Show every line of the records below that contains the word "post", copying each line in full.

Records from a data collection
___

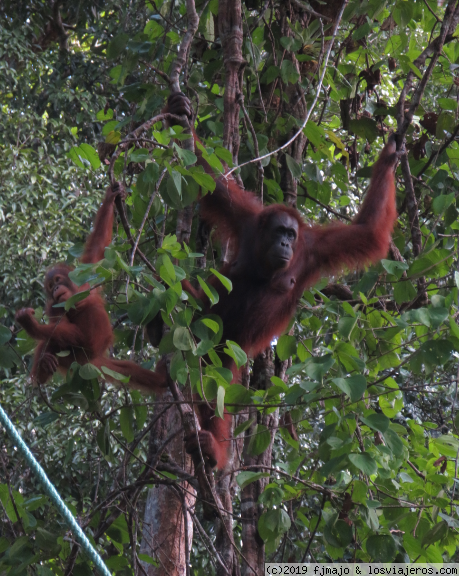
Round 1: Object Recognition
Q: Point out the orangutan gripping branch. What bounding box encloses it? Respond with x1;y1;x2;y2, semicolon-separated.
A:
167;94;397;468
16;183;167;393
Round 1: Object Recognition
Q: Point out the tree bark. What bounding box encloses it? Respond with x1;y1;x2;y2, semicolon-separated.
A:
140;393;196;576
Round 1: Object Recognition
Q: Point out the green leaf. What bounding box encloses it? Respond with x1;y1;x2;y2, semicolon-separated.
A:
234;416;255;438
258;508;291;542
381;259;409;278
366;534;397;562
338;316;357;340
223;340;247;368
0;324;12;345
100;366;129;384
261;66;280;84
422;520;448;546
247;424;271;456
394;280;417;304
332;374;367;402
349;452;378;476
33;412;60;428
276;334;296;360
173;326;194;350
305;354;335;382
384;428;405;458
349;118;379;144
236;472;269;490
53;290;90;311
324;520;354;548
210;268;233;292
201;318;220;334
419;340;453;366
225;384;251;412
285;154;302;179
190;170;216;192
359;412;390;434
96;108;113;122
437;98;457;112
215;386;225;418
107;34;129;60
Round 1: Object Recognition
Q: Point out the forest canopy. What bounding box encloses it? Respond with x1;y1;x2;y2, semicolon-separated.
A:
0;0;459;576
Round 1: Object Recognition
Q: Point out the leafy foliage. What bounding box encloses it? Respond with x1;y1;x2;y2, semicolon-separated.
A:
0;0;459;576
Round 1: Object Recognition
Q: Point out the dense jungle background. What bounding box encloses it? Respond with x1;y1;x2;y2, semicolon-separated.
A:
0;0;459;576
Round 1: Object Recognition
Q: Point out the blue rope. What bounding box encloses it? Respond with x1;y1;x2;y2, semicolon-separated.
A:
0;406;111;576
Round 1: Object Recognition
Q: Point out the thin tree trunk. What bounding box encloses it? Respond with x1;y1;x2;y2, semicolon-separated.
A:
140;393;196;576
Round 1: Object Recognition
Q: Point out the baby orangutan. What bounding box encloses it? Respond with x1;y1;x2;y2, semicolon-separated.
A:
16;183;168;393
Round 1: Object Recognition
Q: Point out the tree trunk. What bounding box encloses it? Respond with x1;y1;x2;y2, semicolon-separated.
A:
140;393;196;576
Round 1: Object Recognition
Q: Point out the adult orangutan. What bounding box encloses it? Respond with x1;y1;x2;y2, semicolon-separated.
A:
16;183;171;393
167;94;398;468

___

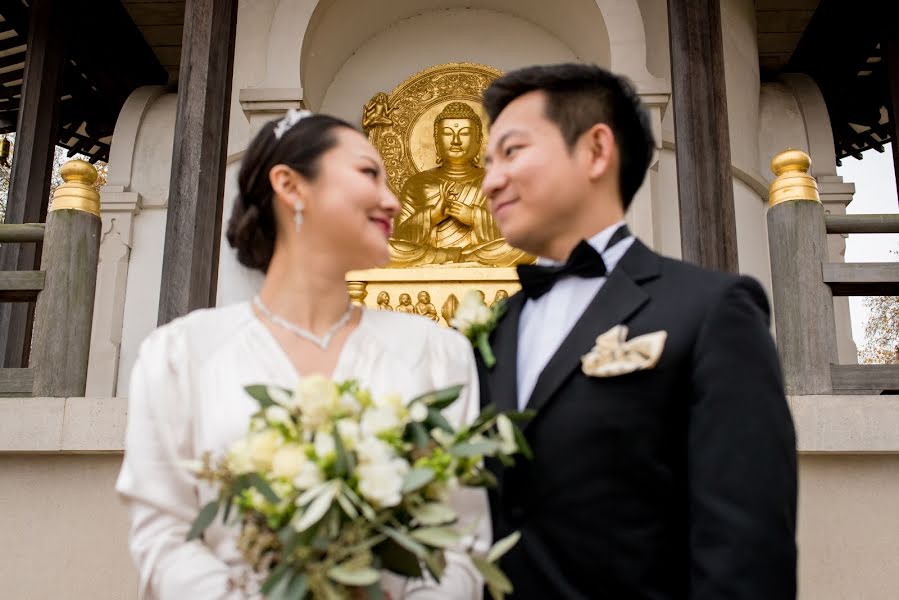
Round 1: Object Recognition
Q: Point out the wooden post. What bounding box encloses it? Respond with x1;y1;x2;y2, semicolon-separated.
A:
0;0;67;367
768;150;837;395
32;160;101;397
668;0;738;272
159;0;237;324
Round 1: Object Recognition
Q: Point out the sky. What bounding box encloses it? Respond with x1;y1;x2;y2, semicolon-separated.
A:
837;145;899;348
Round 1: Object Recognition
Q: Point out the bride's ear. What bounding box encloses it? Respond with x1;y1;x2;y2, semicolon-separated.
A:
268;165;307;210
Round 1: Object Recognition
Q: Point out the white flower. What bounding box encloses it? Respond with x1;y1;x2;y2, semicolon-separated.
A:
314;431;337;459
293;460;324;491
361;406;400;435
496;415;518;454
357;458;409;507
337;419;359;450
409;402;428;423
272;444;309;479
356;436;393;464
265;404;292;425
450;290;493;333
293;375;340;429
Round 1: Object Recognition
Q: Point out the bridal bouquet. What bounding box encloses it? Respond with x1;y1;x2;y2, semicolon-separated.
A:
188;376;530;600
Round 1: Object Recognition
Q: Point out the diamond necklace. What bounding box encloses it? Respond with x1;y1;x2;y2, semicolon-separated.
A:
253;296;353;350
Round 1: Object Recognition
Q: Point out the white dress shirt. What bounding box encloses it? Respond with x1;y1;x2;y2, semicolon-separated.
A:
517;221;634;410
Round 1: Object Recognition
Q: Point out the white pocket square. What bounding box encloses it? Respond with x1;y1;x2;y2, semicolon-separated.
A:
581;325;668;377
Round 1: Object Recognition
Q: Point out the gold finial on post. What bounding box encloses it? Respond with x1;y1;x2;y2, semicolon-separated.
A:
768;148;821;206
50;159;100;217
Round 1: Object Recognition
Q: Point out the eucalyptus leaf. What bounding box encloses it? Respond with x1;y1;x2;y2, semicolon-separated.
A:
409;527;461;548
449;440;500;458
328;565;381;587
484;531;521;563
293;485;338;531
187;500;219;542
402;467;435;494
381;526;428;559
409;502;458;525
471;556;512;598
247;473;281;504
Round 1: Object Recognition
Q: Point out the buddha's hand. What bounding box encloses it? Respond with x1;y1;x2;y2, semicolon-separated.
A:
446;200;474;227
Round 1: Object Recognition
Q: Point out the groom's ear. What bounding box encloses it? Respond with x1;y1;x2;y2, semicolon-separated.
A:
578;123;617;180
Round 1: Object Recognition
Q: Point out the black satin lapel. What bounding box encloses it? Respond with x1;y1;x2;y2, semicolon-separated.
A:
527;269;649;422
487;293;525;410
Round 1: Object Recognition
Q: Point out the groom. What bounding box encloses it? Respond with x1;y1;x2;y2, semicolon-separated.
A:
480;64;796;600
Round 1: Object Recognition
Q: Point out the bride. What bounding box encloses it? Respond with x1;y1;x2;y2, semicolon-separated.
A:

___

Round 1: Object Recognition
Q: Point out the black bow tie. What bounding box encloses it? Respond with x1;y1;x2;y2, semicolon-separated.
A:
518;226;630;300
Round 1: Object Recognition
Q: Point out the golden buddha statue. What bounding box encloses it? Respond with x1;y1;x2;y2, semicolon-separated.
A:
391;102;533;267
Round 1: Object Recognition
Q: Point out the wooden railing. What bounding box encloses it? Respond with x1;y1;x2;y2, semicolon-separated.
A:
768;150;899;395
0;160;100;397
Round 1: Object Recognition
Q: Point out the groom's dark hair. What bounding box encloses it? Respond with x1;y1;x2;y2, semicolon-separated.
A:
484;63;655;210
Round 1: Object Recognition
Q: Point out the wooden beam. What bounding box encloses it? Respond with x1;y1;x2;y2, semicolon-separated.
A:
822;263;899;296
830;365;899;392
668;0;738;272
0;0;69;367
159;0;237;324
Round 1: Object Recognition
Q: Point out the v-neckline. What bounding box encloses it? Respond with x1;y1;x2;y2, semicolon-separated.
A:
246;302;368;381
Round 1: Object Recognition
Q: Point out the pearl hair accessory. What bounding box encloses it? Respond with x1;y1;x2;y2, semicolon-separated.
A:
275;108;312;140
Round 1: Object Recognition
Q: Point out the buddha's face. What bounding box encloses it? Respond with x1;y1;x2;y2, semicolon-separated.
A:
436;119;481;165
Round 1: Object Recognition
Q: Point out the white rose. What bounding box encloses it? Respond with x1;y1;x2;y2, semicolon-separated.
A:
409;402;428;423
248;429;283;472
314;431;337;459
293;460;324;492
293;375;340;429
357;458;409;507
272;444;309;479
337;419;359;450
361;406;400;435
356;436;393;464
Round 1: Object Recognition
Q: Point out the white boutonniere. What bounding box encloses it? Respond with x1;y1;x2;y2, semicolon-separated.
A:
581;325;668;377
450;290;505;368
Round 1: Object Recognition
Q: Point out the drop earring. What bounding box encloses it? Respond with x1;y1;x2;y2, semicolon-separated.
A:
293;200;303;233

___

Answer to the problem —
Q: Point out the wooden post. What bounding box encloses it? Respond with x1;y1;x2;y2, semicolon-separated.
Q: Point out the gold finial on post. What bounding box encloses it? Respond with x1;y1;x2;y2, semicolon-separated.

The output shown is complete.